Au retour des vacances de Noël, Arnaud, 16 ans, dont c'est seulement le
deuxième séjour aux sports d'hiver, raconte ses exploits. La Saulire, à
Courchevel (piste «noire» pour skieurs confirmés), les randonnées
hors‑piste, et devant ses camarades un tantinet incrédules, il en rajoute:
en fin de séjour, les Trois Vallées, Courchevel, Méribel, Les Menuires;
avec force détails pour « faire plus vrai », détails glanés au cours des
veillées d'après‑ski au chalet. Finalement, beau succès auprès de
l'ensemble de la classe de seconde B, et bronzage aidant, prestige accru
auprès de Delphine, sa voisine de pupitre qui, depuis, voit en lui une
espèce de « Rambo de la glisse ».

(Données de pointage de zones)
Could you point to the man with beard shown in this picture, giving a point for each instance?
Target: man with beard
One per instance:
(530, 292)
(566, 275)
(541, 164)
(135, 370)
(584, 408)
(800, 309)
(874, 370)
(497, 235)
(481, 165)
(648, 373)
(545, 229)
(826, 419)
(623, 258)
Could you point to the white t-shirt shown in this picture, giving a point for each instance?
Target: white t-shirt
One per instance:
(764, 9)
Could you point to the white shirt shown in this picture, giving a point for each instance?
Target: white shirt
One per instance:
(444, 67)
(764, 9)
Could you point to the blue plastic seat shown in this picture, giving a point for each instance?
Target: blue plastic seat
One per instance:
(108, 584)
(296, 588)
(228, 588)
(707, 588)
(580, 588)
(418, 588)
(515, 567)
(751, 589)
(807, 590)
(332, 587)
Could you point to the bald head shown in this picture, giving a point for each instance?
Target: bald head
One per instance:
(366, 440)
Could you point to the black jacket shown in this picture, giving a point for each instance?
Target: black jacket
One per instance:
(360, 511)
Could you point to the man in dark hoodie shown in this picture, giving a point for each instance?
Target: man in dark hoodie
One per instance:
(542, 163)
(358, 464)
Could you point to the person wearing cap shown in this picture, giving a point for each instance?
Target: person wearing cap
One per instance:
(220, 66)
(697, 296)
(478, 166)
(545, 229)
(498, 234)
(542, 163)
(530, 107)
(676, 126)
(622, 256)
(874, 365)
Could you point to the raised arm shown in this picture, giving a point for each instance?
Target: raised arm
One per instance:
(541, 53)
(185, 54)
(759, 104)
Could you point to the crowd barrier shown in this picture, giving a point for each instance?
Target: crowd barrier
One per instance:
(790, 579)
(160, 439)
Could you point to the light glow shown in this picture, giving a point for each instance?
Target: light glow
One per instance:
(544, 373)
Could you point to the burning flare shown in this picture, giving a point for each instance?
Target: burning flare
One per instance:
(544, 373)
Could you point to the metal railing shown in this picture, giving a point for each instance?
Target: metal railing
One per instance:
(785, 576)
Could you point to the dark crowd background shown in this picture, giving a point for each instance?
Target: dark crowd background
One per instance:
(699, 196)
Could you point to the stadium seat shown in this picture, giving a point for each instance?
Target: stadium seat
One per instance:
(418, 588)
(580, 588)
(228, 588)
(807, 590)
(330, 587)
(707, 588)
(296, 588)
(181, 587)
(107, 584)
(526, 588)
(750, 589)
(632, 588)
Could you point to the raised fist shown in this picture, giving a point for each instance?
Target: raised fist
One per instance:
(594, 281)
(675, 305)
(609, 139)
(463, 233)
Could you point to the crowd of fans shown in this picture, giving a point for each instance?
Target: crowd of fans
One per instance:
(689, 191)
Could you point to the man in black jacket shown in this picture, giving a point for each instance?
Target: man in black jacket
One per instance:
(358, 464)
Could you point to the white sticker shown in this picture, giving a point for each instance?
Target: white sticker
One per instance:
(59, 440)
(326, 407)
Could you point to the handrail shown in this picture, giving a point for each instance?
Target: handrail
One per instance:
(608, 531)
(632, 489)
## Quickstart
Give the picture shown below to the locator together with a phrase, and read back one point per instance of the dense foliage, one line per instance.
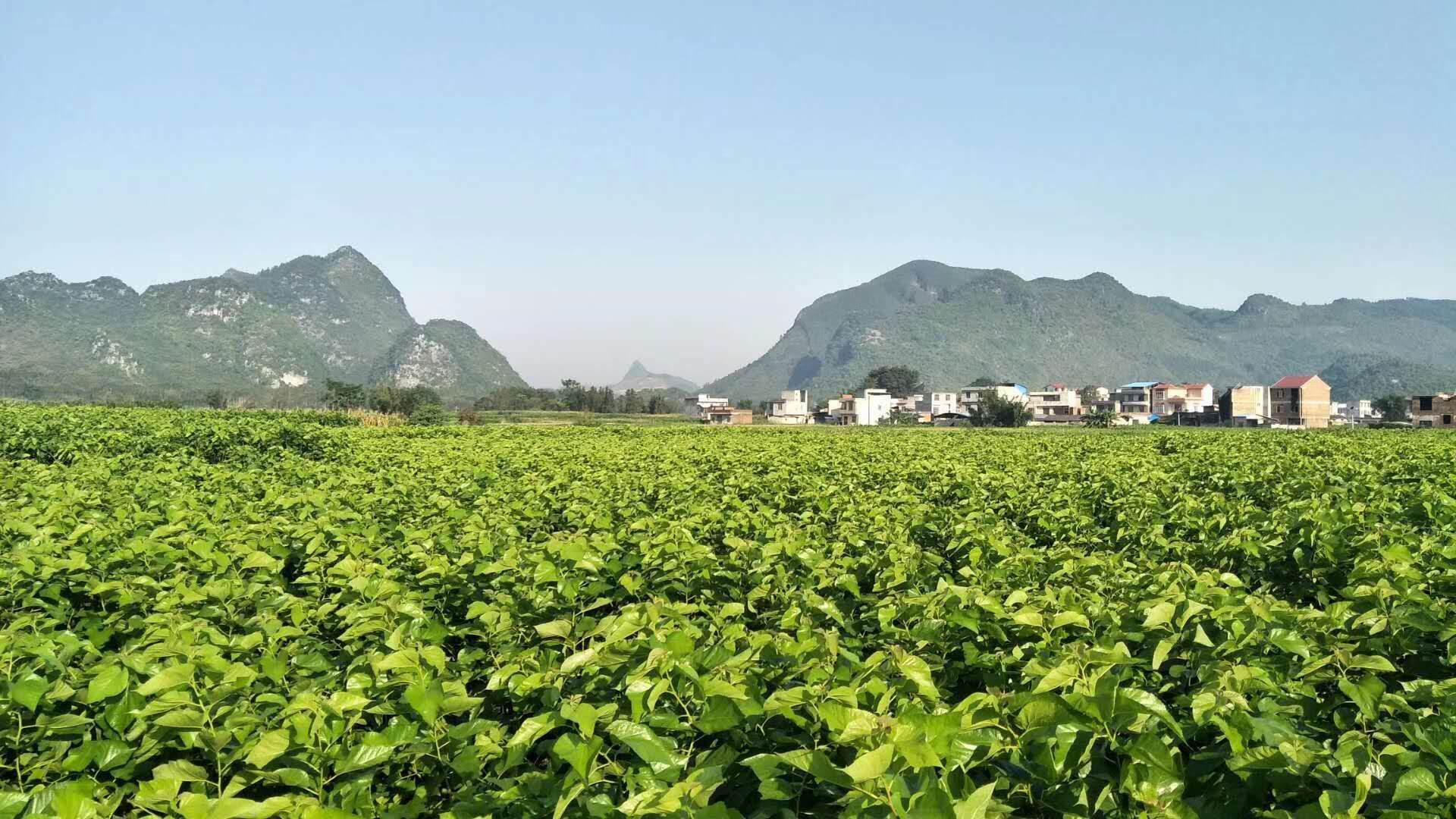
(708, 623)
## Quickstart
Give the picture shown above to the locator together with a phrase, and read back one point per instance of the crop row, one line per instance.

__À faire__.
Résumez le passage présenté en deux phrases.

__Réponse__.
De retour des vacances de Noël, Arnaud, 16 ans, qui n'en est qu'à son deuxième séjour aux sports d'hiver, raconte ses exploits à ses camarades : la piste noire de la Saulire à Courchevel et le hors-piste. Il en rajoute en citant aussi les Trois Vallées, avec des détails glanés aux veillées du chalet, et obtient un beau succès auprès de sa classe de seconde B, surtout auprès de Delphine, qui voit en lui une espèce de « Rambo de la glisse ».